Required action:
What the task needs is every record repeated exactly, nothing more.

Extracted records

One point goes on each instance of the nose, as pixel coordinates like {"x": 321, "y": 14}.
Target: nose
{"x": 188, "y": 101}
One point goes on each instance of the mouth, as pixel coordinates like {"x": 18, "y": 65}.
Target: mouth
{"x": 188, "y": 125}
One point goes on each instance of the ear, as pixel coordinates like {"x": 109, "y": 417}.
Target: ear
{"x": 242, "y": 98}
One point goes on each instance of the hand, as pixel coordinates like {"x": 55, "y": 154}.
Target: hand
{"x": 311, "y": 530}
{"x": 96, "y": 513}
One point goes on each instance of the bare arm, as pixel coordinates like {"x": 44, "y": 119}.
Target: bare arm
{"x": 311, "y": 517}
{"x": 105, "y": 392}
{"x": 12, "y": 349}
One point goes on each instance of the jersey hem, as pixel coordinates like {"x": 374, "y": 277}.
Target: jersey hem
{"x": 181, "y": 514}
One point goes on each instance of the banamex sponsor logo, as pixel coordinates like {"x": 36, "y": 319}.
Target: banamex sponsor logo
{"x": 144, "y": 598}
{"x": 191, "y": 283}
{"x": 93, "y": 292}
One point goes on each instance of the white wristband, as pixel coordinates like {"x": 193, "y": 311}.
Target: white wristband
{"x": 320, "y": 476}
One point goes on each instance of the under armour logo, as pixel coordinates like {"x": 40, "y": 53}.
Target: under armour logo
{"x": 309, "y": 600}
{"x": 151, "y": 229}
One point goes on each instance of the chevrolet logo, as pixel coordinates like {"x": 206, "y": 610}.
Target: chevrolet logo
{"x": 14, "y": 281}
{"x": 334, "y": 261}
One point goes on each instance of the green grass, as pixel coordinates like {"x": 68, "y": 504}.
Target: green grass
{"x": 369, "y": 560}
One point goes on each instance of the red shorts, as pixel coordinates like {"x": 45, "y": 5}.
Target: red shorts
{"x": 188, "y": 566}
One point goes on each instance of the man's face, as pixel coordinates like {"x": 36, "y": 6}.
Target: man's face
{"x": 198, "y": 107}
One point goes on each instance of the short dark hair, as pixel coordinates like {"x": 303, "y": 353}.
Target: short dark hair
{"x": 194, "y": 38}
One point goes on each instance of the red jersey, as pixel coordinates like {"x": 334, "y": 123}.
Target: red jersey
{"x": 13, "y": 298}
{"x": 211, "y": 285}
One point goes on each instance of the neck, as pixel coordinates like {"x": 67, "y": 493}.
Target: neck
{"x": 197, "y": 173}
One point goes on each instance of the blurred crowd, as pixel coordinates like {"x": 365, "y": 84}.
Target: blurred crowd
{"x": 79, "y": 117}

Response box:
One point goes on each instance of the nose, as pixel coordinates like {"x": 321, "y": 14}.
Target: nose
{"x": 188, "y": 101}
One point goes on each instance of the mouth, as pixel coordinates like {"x": 18, "y": 65}.
Target: mouth
{"x": 188, "y": 125}
One point goes on each instance of the ear, as pixel coordinates like {"x": 109, "y": 417}.
Target: ear
{"x": 242, "y": 98}
One point goes on each instance of the hand, as pixel coordinates like {"x": 55, "y": 154}.
Target: hand
{"x": 311, "y": 530}
{"x": 96, "y": 513}
One point goes on each instance of the bare arm, as pixel coordinates like {"x": 44, "y": 119}.
Target: bare arm
{"x": 311, "y": 517}
{"x": 105, "y": 392}
{"x": 12, "y": 349}
One point goes on each instance of the jersey hem, as pixel coordinates like {"x": 374, "y": 277}.
Target: jersey hem
{"x": 181, "y": 514}
One point goes on each instance of the banamex sponsor logo, as pixel coordinates like {"x": 36, "y": 319}.
Target: banamex sponsor logo
{"x": 144, "y": 598}
{"x": 191, "y": 283}
{"x": 93, "y": 292}
One point goes on each instance of the white wristband, as pixel coordinates like {"x": 193, "y": 311}.
Target: white wristband
{"x": 320, "y": 476}
One point goes on each instance of the under armour logo, as pixel coordinates like {"x": 40, "y": 53}.
Target: under armour logo
{"x": 309, "y": 600}
{"x": 151, "y": 229}
One point goes on each instance of the chevrolet logo, as pixel coordinates like {"x": 206, "y": 610}.
Target: chevrolet logo
{"x": 14, "y": 281}
{"x": 334, "y": 261}
One point goes on each instance of the green grass, as pixel coordinates like {"x": 68, "y": 504}.
Target: green grass
{"x": 369, "y": 560}
One point goes on each instance of the red shorts, as pixel coordinates like {"x": 45, "y": 5}.
Target: red shorts
{"x": 188, "y": 566}
One point goes on each instance of the man's face, as pixel coordinates like {"x": 36, "y": 6}.
Target: man's face
{"x": 198, "y": 107}
One point goes on each instance of the short dark hair, as pixel coordinates like {"x": 303, "y": 353}.
Target: short dark hair
{"x": 194, "y": 38}
One point goes on each instance of the red jersey, as pixel coordinates like {"x": 334, "y": 123}.
Target: red jersey
{"x": 13, "y": 298}
{"x": 211, "y": 285}
One point goes on each instance of the neck, as pixel coordinates like {"x": 67, "y": 493}.
Target: neck
{"x": 197, "y": 173}
One point goes on each instance of the blurred crowd, as pixel coordinates like {"x": 365, "y": 84}.
Target: blurred crowd
{"x": 79, "y": 117}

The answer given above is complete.